• **LATIHAN SINGKAT A**: Tampilkan setiap baris dalam entri di bawah yang memuat kata "painting". Huruf besar dan kecil dibedakan.

Politik
anggaran sepenuhnya bergantung pada rezim pemerintahan-politik dan rezim
birokrasi. Meski demikian, tetap ada hukum besi fiscal di Indonesia yang tidak
bisa ditawar oleh siapa pun atas alasan apa pun. Hukum besi itu adlah deficit kumulatif
anggaran pemerintah pusat dan daerah maksimal 3 persen dari produk domestik
bruto.
Hukum besi
soal defisit anggaran ini tertuang dalam Undang-Undang Nomor 17 Tahun 2003
tentang Keuangan Negara. Jika defisit anggaran melewati batas 3 persen, itu
berarti melanggar undang-undang. Konsekuensinya jelas, presiden bisa
dilengserkan.
Hukum besi
ini perlu diingatkan kepada semua pihak. Ini karena APBN 2016 menghadapi risiko
pelebaran defisit anggaran mendekati batas 3 persen terhadap produk domestik
bruto (PDB). Ini berawal dari asumsi dasar yang meleset dan target pendapatan
yang terlampau ambisius.
Defisit
APBN 2016 ditargetkan Rp 273 triliun atau 2,15 persen PDB. Risiko pelebaran
defisit anggaran dipastikan di atas 2,5 persen PDB. Guna menghindarinya,
pemerintah mengajukan Rancangan APBN Perubahan 2016 ke DPR dengan target
defisit Rp 313 triliun atau hanya2,48 persen PDB.
Untuk itu,
anggaran belanja kementerian dan lembaga negara harus dipotong sebesar Rp 50
triliun. Kebijakan ini dituangkan dalam Instruksi Presiden Nomor 4 Tahun 2016. Sebanyak
87 instansi mendapat jatah pemotongan anggaran mulai Rp 2 miliar sampai Rp 8,5
triliun. Soal program yang dipapras, dibatalkan kebijakannya diserahkan ke
setiap instansi.

• **DATA**:
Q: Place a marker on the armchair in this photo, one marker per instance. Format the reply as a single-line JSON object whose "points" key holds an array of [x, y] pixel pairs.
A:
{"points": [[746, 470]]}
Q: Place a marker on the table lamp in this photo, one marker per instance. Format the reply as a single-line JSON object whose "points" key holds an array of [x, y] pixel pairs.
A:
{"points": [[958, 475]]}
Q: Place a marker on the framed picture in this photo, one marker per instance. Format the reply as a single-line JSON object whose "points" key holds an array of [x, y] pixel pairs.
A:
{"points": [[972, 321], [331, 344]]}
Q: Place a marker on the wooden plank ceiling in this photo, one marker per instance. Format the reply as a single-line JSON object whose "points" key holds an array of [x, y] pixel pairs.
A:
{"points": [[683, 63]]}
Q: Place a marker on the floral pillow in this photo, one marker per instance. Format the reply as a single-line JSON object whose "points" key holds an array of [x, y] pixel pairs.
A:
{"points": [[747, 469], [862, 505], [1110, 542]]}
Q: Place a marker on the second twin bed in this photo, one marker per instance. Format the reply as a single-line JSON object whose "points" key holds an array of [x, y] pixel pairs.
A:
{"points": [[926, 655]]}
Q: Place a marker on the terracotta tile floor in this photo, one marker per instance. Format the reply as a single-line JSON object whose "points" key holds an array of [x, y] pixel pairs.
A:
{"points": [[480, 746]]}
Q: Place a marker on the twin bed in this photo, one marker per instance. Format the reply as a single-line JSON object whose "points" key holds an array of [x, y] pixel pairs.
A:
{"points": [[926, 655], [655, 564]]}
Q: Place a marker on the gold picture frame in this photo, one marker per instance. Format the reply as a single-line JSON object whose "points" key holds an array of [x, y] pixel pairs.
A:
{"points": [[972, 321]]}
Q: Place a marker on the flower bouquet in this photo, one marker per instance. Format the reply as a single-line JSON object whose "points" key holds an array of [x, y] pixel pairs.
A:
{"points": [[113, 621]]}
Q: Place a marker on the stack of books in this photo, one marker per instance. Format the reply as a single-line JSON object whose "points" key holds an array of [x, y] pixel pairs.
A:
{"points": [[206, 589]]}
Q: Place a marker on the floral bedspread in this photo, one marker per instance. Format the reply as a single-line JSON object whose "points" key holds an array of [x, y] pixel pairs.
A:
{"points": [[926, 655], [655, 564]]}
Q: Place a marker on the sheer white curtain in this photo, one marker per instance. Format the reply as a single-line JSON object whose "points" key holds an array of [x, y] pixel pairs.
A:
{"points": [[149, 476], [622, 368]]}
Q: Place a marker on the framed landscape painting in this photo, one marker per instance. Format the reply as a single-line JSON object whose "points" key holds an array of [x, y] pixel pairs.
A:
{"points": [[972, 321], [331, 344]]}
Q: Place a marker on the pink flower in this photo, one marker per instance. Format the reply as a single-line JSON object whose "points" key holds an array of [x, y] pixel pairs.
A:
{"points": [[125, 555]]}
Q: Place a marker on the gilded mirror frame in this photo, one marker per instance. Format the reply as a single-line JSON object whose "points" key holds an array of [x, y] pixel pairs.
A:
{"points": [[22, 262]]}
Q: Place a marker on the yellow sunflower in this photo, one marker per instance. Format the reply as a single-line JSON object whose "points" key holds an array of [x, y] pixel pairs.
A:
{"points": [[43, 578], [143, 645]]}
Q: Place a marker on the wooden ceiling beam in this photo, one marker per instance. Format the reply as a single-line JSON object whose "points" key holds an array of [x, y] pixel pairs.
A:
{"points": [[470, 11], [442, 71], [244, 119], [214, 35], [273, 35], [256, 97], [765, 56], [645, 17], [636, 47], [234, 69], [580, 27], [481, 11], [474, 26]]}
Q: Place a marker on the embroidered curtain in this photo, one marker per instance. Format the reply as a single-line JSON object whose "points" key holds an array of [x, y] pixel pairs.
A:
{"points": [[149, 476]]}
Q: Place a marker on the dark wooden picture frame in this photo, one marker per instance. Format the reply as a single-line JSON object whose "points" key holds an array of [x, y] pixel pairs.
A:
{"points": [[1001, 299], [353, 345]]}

• **LATIHAN SINGKAT B**: Lanjutkan tulisan tentang batas defisit anggaran negara di atas, mulai setelah kalimat terakhirnya.

• **JAWABAN A**:
Q: Place a marker on the framed landscape painting in this photo, one marker per instance. Format the reply as a single-line JSON object whose "points" key holds an array of [x, y] pixel pairs.

• **JAWABAN B**:
Saat ini,
pembahasan RAPBN-P 2016 tengah berlangsung di DPR. Namun, pagi-pagi sejumlah
instansi penegak hukum melalui mitranya di DPR, yakni Komisi III, sudah
menyuarakan keberatan atas rencana pemotongan tersebut. Alasannya, langhak ini
akan mengganggu usaha penegakan hukum.
Bagi Komisi
III DPR dan instansi penegak hukum, penegakan hukum bisa jadi urusan paling
utama di negeri ini. Namun, instansi lain yang berurusan dengan kesehatan,
misalnya, sah-sah juga menyatakan bahwa kesehatan juga paling penting di negeri
ini. Demikian pula dengan pendidikan, kemiskinan, tenaga kerja, keamanan, dan
lain sebagainya. Di sinilah letak persoalannya.
Menyatakan
keberatan adalah sah-sah saja. Alasannya pun bisa jadi memang rasional dan bisa
diterima. Namun, tak menutup kemungkinan juga, alasan dibuat untuk mengamankan
alokasi anggaran untuk kepentingan terselubung rezim birokrasi dan rezim
pemerintahan-politik.
Kenyataannya,
pemborosan anggaran sudah menjadi klasik dalam rezim birokrasi dan rezim
pemerintahan-politik negeri ini. Temuan berulang Badan Pemeriksa Keuangan
secara terang-terangan menunjukkan rutinnya inefisiensi belanja negara. Kasus yang
diungkap Komisi Pemberantasan Korupsi juga lebih dari cukup mengkonfirmasi
banyaknya modus koruptif atas pengelolaan keuangan negara.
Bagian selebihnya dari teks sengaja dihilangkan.